## Objective:
For each of the following statements, say whether it agrees with the excerpt below on the FSCS levy increase, answering yes or no and quoting the deciding words of the excerpt: (a) Mortgage brokers will shoulder £2m of the levy increase; (b) surpluses across other classes will contribute £51m; (c) Tim Harvey proposed that the additional cost on FSCS-protected products be paid by advice firms.

Ms Field said while the trade body “strongly supported” the role of the FSCS in protecting consumers, the latest increase further underlined the need to “urgently get these costs under control”.
Steve Carlson, of Carlson Wealth Management, agreed, saying it was “frustrating” that good advice firms who had done their job properly were “yet again” going to pay more money to fund the “bad advice given by firms who didn't.”
The same was true in the mortgage space. Robert Sinclair, chief executive at the Association of Mortgage Intermediaries, said the levy increase, of which £2m will be shouldered by mortgage brokers, came at the “worst possible time”.
Mr Sinclair said: “Mortgage and protection firms will have to contribute their share of £2m based on their mortgage income turnover and their share of the £29m in the GI distribution class.
“This is the same amount again as they paid for FSCS in their 2020 FCA invoice for mortgages and 160 per cent of the amount for GI.”
The additional levy follows an increase in pension advice claims and other high profile firm failures. The sum required will be split among all firms in the industry because the FSCS has already reached the maximum amount it can charge advisers in any given year.
Surpluses across other classes will contribute £33m and the scheme will also raise an additional £51m from the other classes, including those in the retail pool.
Tim Harvey, managing director at HR Independent, said levying an additional cost on financial products that have FSCS protection would be a better system to fund compensation costs.
This, he said, should be paid by the consumer, which would “enhance the value of the FSCS” because consumers could see its direct effect.
He added: “It would be a particularly difficult one to sell, given that it would seem as if the cost was moved to the consumer, but it would be clear cut and the cost to each consumer would be minimal.”

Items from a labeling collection
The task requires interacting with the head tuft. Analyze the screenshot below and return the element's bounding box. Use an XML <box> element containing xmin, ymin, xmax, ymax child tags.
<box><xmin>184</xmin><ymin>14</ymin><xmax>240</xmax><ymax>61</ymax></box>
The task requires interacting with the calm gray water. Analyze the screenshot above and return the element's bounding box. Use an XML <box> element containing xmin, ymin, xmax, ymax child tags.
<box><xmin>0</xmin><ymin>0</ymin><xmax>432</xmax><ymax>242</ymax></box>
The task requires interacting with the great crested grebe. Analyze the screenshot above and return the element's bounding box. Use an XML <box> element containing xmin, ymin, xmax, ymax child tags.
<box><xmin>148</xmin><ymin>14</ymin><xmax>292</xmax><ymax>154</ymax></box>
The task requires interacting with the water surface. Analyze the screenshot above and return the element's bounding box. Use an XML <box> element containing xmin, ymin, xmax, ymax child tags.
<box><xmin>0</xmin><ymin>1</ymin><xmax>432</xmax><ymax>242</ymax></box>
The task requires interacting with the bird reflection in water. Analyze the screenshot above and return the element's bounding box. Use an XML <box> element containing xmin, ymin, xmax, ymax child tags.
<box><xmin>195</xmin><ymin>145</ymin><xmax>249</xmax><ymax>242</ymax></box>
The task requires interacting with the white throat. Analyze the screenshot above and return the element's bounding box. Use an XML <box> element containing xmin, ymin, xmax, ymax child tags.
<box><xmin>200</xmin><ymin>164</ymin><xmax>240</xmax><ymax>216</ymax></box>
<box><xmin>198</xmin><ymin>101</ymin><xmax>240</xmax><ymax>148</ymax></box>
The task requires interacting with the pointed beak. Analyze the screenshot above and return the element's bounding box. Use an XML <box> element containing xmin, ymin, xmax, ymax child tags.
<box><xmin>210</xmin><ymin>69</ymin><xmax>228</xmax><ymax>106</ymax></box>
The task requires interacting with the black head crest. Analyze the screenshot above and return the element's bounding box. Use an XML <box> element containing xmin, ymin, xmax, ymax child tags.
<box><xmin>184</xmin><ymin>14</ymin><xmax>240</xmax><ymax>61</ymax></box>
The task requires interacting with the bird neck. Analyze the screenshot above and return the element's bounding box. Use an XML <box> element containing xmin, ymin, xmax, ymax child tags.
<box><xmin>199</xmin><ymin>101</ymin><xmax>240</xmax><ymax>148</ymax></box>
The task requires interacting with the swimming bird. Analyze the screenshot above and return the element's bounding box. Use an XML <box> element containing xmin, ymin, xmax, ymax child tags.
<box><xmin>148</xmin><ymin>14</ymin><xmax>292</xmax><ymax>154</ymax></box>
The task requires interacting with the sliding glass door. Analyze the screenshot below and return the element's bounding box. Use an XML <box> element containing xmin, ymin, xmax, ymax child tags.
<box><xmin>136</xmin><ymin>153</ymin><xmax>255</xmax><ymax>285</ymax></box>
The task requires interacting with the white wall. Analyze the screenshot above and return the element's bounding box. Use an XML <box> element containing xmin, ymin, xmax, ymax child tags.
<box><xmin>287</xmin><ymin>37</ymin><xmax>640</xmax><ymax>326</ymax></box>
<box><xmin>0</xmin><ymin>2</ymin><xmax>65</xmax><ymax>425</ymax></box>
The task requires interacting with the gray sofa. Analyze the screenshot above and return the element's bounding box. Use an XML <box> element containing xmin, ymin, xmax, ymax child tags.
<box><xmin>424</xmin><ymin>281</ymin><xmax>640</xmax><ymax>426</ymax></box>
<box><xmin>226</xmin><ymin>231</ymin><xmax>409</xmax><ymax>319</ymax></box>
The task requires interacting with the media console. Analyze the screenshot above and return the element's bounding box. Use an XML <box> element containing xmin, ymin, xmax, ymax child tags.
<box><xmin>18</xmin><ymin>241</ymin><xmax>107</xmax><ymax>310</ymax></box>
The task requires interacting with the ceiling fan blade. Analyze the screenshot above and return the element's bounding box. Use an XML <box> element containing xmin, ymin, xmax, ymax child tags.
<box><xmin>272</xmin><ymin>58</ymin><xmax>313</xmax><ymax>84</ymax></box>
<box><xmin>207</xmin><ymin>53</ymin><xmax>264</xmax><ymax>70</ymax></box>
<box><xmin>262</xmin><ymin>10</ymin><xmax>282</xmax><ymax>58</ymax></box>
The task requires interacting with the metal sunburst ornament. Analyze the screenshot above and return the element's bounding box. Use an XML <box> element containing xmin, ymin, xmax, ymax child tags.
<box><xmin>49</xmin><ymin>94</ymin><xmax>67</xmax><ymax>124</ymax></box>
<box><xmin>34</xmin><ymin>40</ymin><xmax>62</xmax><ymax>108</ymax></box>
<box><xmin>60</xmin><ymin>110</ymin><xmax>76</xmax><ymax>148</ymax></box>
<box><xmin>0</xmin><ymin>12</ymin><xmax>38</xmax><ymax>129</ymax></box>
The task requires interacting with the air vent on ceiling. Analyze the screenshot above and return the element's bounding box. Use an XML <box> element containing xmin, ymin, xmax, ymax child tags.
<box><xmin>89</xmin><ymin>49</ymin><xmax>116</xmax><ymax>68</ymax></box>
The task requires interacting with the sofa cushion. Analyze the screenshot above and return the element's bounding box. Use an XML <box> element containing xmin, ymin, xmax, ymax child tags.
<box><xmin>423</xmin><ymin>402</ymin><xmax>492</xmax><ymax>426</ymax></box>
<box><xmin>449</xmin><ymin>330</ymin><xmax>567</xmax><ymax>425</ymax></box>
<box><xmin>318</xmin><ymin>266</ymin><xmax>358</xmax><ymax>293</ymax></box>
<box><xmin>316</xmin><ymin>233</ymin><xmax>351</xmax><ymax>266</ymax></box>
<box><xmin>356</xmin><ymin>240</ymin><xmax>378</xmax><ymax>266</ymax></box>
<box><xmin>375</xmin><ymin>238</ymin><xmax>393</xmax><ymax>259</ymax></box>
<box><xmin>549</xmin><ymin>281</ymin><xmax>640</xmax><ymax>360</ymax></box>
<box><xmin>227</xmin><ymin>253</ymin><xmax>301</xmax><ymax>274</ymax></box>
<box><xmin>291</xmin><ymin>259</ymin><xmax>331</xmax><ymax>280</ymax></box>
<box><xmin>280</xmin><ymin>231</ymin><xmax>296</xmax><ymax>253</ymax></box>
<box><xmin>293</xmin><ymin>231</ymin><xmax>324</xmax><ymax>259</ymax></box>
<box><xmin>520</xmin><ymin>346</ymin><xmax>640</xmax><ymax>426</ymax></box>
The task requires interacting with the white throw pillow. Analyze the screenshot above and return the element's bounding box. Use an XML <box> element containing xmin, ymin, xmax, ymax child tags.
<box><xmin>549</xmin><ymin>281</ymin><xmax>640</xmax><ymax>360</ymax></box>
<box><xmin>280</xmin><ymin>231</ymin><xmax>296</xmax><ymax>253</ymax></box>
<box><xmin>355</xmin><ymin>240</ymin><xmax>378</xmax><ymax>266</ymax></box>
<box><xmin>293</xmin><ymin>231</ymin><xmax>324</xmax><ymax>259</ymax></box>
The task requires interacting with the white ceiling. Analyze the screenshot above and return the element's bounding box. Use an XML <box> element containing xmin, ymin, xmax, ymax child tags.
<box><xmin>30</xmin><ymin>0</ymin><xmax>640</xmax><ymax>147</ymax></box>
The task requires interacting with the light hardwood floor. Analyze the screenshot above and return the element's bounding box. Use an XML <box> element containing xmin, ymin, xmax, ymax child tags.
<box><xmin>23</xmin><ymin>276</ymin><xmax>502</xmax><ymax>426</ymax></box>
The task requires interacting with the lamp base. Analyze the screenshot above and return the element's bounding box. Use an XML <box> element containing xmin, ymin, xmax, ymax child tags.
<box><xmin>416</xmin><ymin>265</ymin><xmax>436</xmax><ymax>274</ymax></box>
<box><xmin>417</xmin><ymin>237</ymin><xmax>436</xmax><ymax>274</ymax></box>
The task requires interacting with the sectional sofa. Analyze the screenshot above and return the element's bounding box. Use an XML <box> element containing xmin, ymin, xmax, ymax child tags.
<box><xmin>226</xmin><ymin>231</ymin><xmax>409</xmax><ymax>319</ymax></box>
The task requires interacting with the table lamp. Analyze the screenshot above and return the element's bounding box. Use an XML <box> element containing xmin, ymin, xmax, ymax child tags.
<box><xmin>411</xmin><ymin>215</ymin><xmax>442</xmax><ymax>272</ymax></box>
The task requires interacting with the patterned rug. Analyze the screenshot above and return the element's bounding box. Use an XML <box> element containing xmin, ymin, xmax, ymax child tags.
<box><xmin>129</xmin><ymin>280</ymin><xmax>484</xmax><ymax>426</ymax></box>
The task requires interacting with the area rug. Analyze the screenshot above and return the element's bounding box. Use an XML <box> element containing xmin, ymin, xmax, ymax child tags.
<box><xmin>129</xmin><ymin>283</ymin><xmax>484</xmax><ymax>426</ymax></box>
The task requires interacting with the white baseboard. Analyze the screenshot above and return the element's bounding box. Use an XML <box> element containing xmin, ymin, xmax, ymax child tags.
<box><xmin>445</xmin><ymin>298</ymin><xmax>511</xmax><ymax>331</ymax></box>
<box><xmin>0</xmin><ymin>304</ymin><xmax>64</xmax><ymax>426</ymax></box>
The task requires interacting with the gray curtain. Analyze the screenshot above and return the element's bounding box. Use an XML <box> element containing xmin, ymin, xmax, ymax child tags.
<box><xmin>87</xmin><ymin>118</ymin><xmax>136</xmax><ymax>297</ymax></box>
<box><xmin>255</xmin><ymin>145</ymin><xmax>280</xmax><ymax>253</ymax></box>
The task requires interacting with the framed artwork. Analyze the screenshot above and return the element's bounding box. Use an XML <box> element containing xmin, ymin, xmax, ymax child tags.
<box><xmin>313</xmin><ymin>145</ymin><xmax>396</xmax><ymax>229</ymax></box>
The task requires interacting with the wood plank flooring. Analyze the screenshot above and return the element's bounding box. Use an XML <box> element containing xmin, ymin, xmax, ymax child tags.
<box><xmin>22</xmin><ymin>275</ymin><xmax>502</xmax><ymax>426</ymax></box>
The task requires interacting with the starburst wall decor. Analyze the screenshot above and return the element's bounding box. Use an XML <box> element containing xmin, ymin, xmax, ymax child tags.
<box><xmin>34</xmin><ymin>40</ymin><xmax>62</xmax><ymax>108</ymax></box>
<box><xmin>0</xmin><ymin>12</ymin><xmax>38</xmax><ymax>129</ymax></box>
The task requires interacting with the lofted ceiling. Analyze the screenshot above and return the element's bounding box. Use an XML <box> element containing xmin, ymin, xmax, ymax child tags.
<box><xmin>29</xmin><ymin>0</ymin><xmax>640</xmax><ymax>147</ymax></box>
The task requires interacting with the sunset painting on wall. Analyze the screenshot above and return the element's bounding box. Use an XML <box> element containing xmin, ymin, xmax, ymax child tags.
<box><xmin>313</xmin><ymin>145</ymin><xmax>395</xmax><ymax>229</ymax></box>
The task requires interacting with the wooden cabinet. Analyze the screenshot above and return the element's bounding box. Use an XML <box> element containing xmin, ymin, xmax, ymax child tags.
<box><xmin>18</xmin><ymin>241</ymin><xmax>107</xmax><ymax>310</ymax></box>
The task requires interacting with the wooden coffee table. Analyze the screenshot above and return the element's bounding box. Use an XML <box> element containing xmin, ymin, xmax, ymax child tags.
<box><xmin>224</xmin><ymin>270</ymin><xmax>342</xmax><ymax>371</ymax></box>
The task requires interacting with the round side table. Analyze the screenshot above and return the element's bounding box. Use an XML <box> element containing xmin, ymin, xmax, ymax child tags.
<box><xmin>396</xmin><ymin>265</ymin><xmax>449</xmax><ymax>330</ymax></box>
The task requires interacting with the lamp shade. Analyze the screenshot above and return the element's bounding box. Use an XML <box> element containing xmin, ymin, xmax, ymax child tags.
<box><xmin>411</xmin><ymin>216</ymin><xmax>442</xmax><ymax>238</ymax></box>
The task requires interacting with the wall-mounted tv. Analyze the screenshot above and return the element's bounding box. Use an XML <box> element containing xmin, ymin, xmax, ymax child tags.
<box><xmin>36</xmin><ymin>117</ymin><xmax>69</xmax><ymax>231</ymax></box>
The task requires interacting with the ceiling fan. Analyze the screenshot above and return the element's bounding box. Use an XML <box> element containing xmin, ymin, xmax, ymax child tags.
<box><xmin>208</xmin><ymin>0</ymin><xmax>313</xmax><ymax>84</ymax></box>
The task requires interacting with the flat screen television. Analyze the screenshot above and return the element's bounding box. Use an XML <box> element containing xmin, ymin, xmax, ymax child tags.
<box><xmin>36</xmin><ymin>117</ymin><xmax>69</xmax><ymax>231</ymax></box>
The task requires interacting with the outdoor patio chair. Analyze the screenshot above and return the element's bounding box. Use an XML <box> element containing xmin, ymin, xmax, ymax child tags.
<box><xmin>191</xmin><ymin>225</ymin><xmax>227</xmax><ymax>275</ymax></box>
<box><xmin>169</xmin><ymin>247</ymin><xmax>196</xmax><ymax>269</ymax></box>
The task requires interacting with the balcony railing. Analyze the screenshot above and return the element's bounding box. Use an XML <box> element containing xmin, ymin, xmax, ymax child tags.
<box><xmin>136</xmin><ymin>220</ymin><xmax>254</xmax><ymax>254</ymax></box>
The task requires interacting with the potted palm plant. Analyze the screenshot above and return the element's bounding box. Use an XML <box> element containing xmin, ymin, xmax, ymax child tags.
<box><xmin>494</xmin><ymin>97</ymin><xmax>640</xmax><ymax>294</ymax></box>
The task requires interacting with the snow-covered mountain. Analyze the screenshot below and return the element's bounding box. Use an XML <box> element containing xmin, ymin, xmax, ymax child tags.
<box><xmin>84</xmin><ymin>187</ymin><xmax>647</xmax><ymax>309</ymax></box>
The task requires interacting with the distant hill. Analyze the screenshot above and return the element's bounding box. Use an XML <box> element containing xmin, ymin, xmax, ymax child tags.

## Exercise response:
(a) Yes: "of which £2m will be shouldered by mortgage brokers"
(b) No: "Surpluses across other classes will contribute £33m"
(c) No: "This, he said, should be paid by the consumer"